Text provided
Monday, July 27, 2009

You Get What You Don't Pay For

Like fewer cardiothoracic surgeons:
"The reasons for this declining interest appear to be multiple," according to the investigators. For one thing, they note, the number of coronary artery bypass graft operations, in which surgeons reroute blood flow around block arteries that supply the heart, and which account for a large part of the surgeons' income, fell by 28 percent between 1997 and 2004. Many of these operations were replaced by stents -- mesh tubes that prop blocked arteries open -- inserted by cardiologists, not heart surgeons.

Furthermore, Medicare reimbursements for bypass surgery have fallen by 38 percent. Finally, newly trained cardiothoracic surgeons have had trouble finding jobs.

For the supply of cardiothoracic surgeons to be adequate in the coming decade would require elimination of coronary artery bypass operations, and numbers of young surgeons entering the field must be as high as in the 1990s. Since these are both highly unlikely, the researchers continue, the number of surgeons entering training in cardiothoracic surgery will probably be "inadequate to care for the US population in the coming decades."
But then, this is what proponents of cutting specialists' income want: fewer costly specialists, all in the name of "cost savings."

-Wes

Reference: "Shortage of Cardiothoracic Surgeons Is Likely by 2020" Circulation Published online before print July 27, 2009, doi: 10.1161/CIRCULATIONAHA.108.776278.

4 comments:

DrV said...

Unreal. Some day we'll all pay for this

shadowfax said...

I dunno. It seems to me that every specialty society (including my own) has come out with peer-reviewed studies showing that by some random date in the future there will be a terrible terrible shortage of whichever specialty is sponsoring the study.

Extracted information
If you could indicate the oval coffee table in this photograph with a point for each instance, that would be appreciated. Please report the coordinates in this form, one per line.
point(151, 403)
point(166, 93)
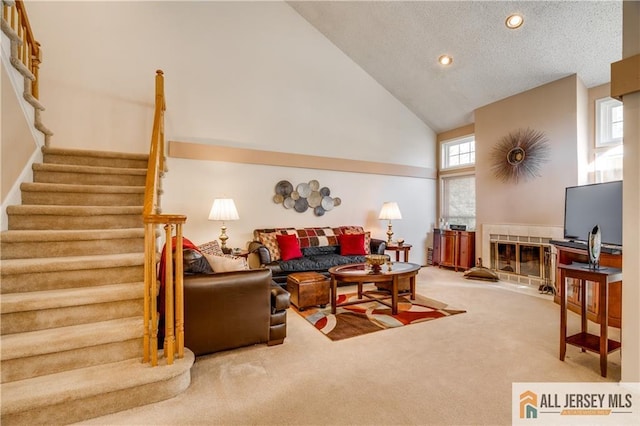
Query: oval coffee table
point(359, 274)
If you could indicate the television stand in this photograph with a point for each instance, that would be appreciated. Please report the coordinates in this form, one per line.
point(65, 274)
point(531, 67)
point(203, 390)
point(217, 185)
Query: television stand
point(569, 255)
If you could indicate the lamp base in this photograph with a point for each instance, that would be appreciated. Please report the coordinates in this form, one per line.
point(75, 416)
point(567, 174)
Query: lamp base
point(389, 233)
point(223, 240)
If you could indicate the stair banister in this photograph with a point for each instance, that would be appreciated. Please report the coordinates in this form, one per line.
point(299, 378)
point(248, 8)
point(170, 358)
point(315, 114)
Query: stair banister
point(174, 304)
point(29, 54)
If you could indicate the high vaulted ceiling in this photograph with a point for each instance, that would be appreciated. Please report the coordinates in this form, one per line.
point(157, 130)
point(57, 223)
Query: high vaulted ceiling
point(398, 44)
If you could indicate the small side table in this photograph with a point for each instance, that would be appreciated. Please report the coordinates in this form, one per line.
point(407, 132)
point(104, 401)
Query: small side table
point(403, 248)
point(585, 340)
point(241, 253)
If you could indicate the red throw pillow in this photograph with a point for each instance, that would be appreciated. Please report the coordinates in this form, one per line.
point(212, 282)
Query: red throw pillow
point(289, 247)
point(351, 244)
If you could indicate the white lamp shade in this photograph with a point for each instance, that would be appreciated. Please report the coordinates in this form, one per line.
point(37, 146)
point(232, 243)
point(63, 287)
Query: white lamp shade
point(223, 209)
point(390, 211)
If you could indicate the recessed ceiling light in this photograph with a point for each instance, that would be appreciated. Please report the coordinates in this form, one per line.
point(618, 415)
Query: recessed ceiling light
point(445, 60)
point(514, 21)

--

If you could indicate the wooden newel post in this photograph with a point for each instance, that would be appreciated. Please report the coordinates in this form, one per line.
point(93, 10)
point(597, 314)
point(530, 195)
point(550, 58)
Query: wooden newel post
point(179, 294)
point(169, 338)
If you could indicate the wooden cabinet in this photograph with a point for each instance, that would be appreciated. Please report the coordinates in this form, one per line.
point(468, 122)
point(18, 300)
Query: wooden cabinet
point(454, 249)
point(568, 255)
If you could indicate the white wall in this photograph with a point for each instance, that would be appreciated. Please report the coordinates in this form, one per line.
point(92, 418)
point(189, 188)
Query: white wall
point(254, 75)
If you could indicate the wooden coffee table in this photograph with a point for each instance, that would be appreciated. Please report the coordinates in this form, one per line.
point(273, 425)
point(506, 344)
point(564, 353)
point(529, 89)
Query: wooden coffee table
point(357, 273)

Work order 1
According to the blog post on cardiothoracic surgeons, by what percent did coronary artery bypass graft operations fall between 1997 and 2004?
Work order 2
Do these statements agree with the blog post on cardiothoracic surgeons? (a) Medicare reimbursements for bypass surgery have fallen by 38 percent. (b) Stents are inserted by heart surgeons. (c) Newly trained cardiothoracic surgeons have found jobs easily.
Work order 3
Carry the blog post on cardiothoracic surgeons forward from its last sentence.

Answer area 1
28 percent.

Answer area 2
(a) Yes: "Medicare reimbursements for bypass surgery have fallen by 38 percent."
(b) No: "inserted by cardiologists, not heart surgeons."
(c) No: "newly trained cardiothoracic surgeons have had trouble finding jobs."

Answer area 3
Perhaps there's just going to be a shortage of doctors -- some say that is the case.

but if you take into account the fact that med students are *not* going into primary care, and there are projected shortages of ER docs, cardiologists, OBs, thoracic surgeons, etc, it does beg the question of what the hell all those new doctors *are* going into...

Anonymous said...

shadowfax-have you seen the recent matchdata for cardiothoracic surgeons? not pretty at all.
i don't believe that even with the cuts, the remaining trainees are getting good valvular experiences, outside a few centers.
lastly, while i hear what you are saying about projected shortages, the fact that graduates today have trouble finding jobs is very concerning. it's not like they are pediatric cardiothoracic surgeons where you can see they would need a huge population to support them. i think this specialty is in danger for real. i see ct surgeons moving on in lots of hospitals i work at, trying to get enough work to survive. i think that is behind some of their af ablation interest and rekindled interest in implanting devices.

Anonymous said...

What does a large pizza and a cardiothoracic surgeon have in common?

Both can barely feed a family of four.